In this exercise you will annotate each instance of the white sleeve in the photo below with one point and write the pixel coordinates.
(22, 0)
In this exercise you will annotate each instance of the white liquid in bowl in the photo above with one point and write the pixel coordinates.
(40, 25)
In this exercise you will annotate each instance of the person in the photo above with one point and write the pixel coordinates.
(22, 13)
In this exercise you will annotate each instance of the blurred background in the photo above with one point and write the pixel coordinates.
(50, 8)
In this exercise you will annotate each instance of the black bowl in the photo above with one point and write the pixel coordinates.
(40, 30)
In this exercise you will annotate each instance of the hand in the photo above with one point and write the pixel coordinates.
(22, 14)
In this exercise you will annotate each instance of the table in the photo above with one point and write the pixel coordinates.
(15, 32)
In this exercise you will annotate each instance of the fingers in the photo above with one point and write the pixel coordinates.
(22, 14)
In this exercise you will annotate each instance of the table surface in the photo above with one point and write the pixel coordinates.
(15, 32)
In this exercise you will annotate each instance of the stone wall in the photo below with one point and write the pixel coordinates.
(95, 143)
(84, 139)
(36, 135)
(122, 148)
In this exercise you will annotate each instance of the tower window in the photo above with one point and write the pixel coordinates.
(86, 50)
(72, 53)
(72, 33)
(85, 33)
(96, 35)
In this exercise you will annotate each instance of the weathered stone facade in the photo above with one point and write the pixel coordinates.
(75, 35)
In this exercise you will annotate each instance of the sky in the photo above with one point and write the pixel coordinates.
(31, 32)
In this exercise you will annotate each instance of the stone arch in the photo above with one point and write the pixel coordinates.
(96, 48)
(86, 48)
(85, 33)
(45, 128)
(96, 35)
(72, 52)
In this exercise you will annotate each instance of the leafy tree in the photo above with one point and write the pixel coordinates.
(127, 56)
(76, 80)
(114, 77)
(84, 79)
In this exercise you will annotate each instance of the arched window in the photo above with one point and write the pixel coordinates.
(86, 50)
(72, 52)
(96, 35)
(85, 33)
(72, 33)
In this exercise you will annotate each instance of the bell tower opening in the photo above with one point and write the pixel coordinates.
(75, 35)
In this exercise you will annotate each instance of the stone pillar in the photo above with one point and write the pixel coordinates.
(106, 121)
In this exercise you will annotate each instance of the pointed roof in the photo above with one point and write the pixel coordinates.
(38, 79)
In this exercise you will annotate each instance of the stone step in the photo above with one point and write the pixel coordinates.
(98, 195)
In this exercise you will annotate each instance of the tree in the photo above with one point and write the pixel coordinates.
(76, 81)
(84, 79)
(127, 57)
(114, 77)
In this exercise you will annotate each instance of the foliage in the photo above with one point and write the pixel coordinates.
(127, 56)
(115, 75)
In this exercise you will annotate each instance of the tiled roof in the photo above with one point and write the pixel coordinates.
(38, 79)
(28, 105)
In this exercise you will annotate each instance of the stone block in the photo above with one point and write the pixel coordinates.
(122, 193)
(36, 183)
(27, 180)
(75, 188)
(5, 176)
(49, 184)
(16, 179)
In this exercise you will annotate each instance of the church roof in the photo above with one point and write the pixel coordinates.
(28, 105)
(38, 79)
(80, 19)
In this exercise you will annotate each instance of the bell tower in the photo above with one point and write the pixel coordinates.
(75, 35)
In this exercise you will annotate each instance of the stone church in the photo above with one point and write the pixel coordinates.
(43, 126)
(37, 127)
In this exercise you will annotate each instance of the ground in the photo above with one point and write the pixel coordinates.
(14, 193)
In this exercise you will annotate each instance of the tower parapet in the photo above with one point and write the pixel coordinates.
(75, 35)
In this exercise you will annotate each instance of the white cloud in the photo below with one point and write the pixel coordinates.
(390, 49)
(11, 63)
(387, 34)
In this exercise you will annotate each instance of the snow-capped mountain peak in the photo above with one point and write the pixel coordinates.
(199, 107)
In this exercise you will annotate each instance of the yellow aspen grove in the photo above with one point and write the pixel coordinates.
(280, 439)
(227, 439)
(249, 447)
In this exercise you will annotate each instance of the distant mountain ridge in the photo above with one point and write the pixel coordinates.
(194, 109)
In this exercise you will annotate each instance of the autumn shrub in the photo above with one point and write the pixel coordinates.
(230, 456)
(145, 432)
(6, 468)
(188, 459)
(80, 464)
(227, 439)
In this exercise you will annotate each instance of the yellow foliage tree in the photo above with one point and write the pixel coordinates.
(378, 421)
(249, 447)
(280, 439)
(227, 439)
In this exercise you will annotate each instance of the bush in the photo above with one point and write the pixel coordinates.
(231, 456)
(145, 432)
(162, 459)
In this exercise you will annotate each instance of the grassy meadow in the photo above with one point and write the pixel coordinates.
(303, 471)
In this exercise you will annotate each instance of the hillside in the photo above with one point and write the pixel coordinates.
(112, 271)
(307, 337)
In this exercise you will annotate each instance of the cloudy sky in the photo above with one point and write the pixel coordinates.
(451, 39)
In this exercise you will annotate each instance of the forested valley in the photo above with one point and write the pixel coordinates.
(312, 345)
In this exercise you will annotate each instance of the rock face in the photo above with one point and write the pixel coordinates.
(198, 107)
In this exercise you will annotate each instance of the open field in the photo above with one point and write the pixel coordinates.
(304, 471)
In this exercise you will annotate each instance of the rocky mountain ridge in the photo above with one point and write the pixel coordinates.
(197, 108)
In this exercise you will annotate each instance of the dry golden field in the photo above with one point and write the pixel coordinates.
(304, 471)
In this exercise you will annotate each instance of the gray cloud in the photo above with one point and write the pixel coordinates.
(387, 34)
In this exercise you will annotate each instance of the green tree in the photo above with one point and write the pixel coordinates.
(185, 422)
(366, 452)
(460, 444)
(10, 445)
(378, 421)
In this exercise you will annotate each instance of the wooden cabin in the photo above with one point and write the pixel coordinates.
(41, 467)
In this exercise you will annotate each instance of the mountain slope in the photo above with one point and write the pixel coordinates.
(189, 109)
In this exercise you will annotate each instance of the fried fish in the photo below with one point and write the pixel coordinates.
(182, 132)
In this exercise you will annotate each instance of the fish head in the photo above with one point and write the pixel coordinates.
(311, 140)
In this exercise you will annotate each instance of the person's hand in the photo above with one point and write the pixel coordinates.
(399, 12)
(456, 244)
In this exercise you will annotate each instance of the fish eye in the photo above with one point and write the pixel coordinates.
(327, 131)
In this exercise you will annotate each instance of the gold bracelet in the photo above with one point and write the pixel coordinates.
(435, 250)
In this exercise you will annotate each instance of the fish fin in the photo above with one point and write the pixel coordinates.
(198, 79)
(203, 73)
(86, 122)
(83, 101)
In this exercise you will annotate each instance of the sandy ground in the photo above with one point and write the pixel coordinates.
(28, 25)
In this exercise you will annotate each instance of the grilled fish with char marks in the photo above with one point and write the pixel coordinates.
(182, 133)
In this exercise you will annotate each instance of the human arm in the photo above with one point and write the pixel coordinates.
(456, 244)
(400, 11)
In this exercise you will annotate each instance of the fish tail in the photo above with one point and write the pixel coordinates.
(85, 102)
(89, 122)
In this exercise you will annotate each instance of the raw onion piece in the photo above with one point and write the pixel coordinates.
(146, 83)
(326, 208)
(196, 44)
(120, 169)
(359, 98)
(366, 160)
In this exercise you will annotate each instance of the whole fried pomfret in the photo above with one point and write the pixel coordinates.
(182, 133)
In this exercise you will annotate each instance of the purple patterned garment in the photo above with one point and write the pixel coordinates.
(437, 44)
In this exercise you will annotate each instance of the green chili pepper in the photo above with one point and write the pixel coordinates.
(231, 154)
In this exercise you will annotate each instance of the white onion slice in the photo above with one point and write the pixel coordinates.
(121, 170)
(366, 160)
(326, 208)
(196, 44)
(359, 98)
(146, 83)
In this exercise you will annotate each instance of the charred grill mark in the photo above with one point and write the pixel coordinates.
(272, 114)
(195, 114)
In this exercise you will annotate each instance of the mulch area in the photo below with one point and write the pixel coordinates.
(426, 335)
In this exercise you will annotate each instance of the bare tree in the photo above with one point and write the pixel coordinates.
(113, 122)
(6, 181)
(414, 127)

ASSIGNMENT ▸ Everything from the line with "the green chili" through the last line of the data above, please return word for word, and no other line.

FINAL ANSWER ▸
In this exercise you will annotate each instance of the green chili pepper in the photo above with one point and write the pixel coordinates.
(231, 154)
In this exercise you will annotate each instance of the white onion slice in the photo above with one point and write the pixel coordinates.
(121, 170)
(366, 160)
(326, 208)
(196, 44)
(359, 98)
(146, 83)
In this exercise you will annotate each instance of the charred grill mark in the photo above with one point and write the pixel coordinates.
(272, 114)
(195, 114)
In this exercise you will annotate each instance of the mulch area in the photo below with one point and write the pixel coordinates.
(426, 335)
In this exercise you will annotate each instance of the bare tree in the photo above with one point and write the pixel coordinates.
(113, 122)
(6, 181)
(414, 127)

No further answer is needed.